● **TASK ITEM**: Scan the entries and tally the lines that include the string "below". Reply with the figure alone.

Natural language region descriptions
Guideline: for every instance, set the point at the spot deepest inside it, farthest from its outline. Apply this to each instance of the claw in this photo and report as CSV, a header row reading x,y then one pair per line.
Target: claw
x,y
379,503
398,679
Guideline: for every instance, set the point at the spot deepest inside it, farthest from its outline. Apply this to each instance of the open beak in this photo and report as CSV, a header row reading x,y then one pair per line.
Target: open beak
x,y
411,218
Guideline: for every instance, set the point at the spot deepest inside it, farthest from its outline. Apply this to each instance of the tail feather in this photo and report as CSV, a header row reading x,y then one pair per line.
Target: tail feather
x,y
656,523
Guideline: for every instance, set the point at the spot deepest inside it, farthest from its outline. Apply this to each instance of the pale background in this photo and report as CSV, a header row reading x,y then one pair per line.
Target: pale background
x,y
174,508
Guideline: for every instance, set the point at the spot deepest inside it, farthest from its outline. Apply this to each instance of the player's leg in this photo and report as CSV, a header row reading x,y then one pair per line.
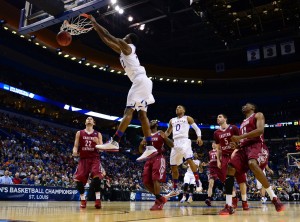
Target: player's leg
x,y
237,163
211,182
229,183
255,153
150,149
186,181
96,173
176,158
113,144
188,155
158,175
192,189
97,183
80,177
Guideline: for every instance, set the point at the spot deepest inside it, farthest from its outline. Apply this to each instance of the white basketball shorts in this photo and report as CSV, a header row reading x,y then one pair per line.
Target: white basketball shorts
x,y
258,184
182,149
140,93
189,178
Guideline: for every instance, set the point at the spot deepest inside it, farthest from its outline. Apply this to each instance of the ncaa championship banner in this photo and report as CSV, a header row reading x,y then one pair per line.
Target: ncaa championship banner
x,y
37,193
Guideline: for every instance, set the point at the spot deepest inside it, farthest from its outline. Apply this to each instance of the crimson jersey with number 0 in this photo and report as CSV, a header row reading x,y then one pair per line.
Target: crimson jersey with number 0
x,y
87,145
247,126
222,137
213,158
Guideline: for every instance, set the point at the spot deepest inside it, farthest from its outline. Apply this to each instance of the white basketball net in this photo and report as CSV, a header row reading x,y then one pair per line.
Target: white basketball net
x,y
77,25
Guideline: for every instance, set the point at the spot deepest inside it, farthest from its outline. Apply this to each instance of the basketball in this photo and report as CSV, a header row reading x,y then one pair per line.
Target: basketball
x,y
64,38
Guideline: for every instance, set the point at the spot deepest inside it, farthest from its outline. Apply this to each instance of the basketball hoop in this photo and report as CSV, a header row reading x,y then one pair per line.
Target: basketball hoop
x,y
77,25
294,159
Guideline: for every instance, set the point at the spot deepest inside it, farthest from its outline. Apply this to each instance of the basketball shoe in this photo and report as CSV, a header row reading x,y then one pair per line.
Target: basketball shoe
x,y
110,146
98,204
208,202
235,200
159,203
183,199
83,204
278,205
173,193
148,154
227,210
263,200
245,205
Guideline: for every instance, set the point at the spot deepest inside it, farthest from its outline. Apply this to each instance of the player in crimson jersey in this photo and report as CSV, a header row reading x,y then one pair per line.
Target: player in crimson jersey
x,y
213,172
224,147
252,154
155,168
89,162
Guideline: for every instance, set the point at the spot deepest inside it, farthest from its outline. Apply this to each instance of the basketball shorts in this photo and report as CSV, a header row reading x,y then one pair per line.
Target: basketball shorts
x,y
140,93
258,184
189,178
213,173
258,151
182,149
155,169
88,167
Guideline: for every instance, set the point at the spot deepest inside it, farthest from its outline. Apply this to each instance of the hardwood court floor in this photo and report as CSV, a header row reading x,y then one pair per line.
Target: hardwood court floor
x,y
139,211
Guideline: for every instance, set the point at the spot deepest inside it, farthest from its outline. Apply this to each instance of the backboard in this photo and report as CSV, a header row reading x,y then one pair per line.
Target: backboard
x,y
33,18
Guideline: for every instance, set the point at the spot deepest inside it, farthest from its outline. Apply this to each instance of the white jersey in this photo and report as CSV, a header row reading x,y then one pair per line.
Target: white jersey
x,y
180,127
131,64
197,162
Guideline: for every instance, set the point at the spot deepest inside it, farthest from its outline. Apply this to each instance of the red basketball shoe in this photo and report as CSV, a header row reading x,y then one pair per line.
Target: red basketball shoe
x,y
98,204
83,204
245,205
278,205
227,210
235,200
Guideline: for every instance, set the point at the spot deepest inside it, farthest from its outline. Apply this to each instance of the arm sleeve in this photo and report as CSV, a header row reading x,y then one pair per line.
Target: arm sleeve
x,y
197,130
216,138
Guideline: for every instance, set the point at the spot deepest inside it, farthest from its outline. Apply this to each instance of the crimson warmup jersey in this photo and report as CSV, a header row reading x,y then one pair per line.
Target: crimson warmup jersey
x,y
222,137
87,145
247,126
158,142
213,158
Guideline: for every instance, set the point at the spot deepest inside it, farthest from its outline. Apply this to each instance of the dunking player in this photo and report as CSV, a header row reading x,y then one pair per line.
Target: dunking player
x,y
224,147
140,93
189,180
89,162
253,154
155,168
180,126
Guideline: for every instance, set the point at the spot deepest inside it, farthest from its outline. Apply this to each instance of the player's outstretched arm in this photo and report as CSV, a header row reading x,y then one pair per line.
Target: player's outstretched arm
x,y
167,141
260,127
197,130
76,143
169,130
142,145
114,43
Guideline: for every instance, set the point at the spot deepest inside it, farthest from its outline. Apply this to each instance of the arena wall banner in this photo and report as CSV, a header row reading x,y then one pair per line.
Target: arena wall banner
x,y
37,193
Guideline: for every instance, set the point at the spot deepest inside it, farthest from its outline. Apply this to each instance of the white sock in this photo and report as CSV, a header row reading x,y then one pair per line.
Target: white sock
x,y
82,197
244,197
233,193
229,200
270,192
97,195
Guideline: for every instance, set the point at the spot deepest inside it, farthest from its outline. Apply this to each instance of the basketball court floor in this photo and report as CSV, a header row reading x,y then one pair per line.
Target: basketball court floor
x,y
139,211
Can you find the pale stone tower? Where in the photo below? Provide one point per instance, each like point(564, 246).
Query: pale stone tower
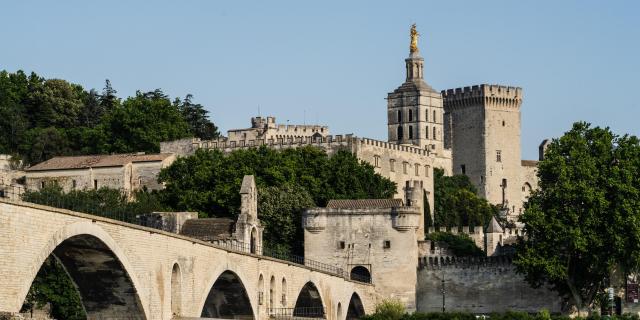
point(414, 110)
point(483, 126)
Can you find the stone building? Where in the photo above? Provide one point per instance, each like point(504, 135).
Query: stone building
point(373, 240)
point(472, 130)
point(126, 172)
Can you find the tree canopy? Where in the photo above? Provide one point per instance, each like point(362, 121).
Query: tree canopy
point(288, 181)
point(42, 118)
point(584, 220)
point(457, 203)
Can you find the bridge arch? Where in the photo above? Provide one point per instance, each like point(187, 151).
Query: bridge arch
point(228, 298)
point(100, 270)
point(309, 302)
point(176, 290)
point(356, 308)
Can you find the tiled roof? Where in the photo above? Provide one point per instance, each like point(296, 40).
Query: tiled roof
point(364, 203)
point(81, 162)
point(208, 229)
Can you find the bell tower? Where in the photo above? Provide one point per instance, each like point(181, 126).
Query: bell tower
point(414, 110)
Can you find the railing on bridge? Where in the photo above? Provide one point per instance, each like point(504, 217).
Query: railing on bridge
point(297, 313)
point(106, 209)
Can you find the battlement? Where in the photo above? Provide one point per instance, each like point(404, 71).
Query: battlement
point(439, 262)
point(487, 94)
point(189, 145)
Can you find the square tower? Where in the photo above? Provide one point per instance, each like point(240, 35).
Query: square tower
point(415, 110)
point(483, 127)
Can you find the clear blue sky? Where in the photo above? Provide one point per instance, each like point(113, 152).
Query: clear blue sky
point(335, 61)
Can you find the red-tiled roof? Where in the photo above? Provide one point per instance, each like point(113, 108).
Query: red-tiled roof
point(81, 162)
point(364, 203)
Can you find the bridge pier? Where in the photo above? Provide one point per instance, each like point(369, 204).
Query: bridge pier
point(127, 271)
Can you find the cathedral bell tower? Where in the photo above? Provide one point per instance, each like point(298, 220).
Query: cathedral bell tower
point(414, 110)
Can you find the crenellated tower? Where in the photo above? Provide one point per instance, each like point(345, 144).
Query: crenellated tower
point(414, 110)
point(483, 128)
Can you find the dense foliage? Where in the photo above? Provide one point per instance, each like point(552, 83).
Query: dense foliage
point(288, 180)
point(208, 182)
point(457, 203)
point(41, 118)
point(53, 286)
point(584, 221)
point(280, 209)
point(460, 244)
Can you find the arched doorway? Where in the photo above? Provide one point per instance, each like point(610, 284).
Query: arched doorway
point(104, 286)
point(356, 309)
point(254, 240)
point(176, 290)
point(360, 273)
point(227, 299)
point(309, 303)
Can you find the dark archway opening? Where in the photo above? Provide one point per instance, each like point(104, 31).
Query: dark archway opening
point(360, 273)
point(228, 299)
point(356, 309)
point(84, 264)
point(309, 303)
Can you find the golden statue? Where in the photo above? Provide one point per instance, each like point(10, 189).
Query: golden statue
point(414, 39)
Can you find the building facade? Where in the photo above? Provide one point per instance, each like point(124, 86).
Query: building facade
point(125, 172)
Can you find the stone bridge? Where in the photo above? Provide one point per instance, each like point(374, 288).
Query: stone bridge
point(126, 271)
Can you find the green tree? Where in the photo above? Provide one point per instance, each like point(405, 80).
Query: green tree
point(280, 209)
point(584, 220)
point(142, 122)
point(52, 285)
point(457, 202)
point(197, 118)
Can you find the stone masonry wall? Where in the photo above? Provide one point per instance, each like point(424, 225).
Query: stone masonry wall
point(479, 286)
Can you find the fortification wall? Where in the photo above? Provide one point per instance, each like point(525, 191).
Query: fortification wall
point(478, 285)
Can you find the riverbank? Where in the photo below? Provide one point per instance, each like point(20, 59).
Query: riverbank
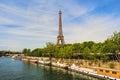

● **RESULT FOR THIS EXERCISE**: 2